[START]
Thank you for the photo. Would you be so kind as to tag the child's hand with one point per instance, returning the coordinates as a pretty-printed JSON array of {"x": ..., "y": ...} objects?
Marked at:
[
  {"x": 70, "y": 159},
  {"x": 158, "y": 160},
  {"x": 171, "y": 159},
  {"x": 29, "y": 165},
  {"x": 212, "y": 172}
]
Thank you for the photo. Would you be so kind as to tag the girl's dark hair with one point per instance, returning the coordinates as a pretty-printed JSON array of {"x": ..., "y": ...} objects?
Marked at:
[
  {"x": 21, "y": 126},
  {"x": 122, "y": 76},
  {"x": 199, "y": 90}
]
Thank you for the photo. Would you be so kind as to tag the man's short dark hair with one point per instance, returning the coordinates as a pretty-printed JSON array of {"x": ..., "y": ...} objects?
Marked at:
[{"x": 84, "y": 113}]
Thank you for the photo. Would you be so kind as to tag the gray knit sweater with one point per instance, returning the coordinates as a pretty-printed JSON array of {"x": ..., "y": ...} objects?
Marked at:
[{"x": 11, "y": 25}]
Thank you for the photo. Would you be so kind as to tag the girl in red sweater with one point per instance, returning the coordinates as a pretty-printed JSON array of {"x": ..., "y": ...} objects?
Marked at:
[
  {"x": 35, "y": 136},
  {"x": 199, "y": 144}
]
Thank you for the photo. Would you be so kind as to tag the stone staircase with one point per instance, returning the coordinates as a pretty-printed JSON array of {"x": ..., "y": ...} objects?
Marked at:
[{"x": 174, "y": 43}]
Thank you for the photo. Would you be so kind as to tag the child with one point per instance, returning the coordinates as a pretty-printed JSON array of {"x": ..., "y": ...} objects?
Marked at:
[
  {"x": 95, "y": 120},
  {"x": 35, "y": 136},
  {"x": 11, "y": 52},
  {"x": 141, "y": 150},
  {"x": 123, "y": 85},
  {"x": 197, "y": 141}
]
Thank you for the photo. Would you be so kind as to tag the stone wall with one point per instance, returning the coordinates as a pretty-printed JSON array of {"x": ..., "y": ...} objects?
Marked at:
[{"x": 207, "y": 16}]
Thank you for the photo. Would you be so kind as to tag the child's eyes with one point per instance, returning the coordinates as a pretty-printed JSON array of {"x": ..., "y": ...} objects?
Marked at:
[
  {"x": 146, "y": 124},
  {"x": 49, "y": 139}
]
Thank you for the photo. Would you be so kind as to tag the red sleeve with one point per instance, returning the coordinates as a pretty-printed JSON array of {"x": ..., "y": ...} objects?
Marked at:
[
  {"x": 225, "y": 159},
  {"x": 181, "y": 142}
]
[END]
→ REQUIREMENTS: Reproduce every one of the records above character for character, preserving each line break and space.

→ ANSWER BELOW:
Thank you for the photo. Would you be so kind as to tag the child's hand with one point per instance, returning the coordinates as a pretty-printed JSON array of {"x": ..., "y": ...} objects?
Marked at:
[
  {"x": 70, "y": 159},
  {"x": 158, "y": 160},
  {"x": 171, "y": 159},
  {"x": 29, "y": 165},
  {"x": 212, "y": 172}
]
Thank you for the photo. Would you be so kind as to tag the girl's dark hair with one point per instance, returning the coordinates as a pretty-printed JSON array of {"x": ..., "y": ...} objects?
Marked at:
[
  {"x": 21, "y": 126},
  {"x": 122, "y": 76},
  {"x": 199, "y": 90}
]
Thank you for the photo. Would you be so kind as to tag the man's short dark hair with one point per instance, returning the coordinates as a pretty-printed JSON array of {"x": ..., "y": ...} objects?
Marked at:
[{"x": 84, "y": 113}]
Thank you for the photo. Would you be so kind as to tag the gray knit sweater with one point per instance, returning the coordinates as a pretty-printed JSON array of {"x": ..., "y": ...} objects?
Marked at:
[{"x": 11, "y": 25}]
Thank you for the photo. Would you be so kind as to tag the girl in red sweater with one point per instance, returning the coordinates as a pretty-printed JSON array of {"x": ..., "y": ...} objects?
Marked at:
[
  {"x": 35, "y": 136},
  {"x": 199, "y": 144}
]
Thank you for the photo. Would you be so kind as to tag the stone staircase with one point per instance, returning the coordinates as a pretty-printed JSON array of {"x": ..., "y": ...} objects?
Marked at:
[{"x": 174, "y": 43}]
Thank you for the photo. Would you be so kind as to tag the child with one point per instance, returning the coordinates as a pretty-printed JSON array of {"x": ..., "y": ...} objects?
Marked at:
[
  {"x": 95, "y": 120},
  {"x": 35, "y": 136},
  {"x": 11, "y": 52},
  {"x": 141, "y": 150},
  {"x": 123, "y": 85},
  {"x": 197, "y": 141}
]
Thank you for the photo. Would you be so kind as to tag the stone wall with one point per instance, returning the coordinates as a pretty-printed JSON array of {"x": ..., "y": ...} objects?
Marked at:
[{"x": 207, "y": 16}]
Thank you for the photo. Would you be so kind as to tag the child's eyes with one point per instance, returning the coordinates as a pretty-printed JSON array of {"x": ..., "y": ...} objects?
Marked at:
[
  {"x": 146, "y": 124},
  {"x": 49, "y": 139}
]
Thank you for the photo. Would you be so kind as to tag the red sleeve with one point per instance, returning the coordinates as a pretty-printed JSON array of {"x": ..., "y": ...} objects?
Marked at:
[
  {"x": 225, "y": 159},
  {"x": 181, "y": 142}
]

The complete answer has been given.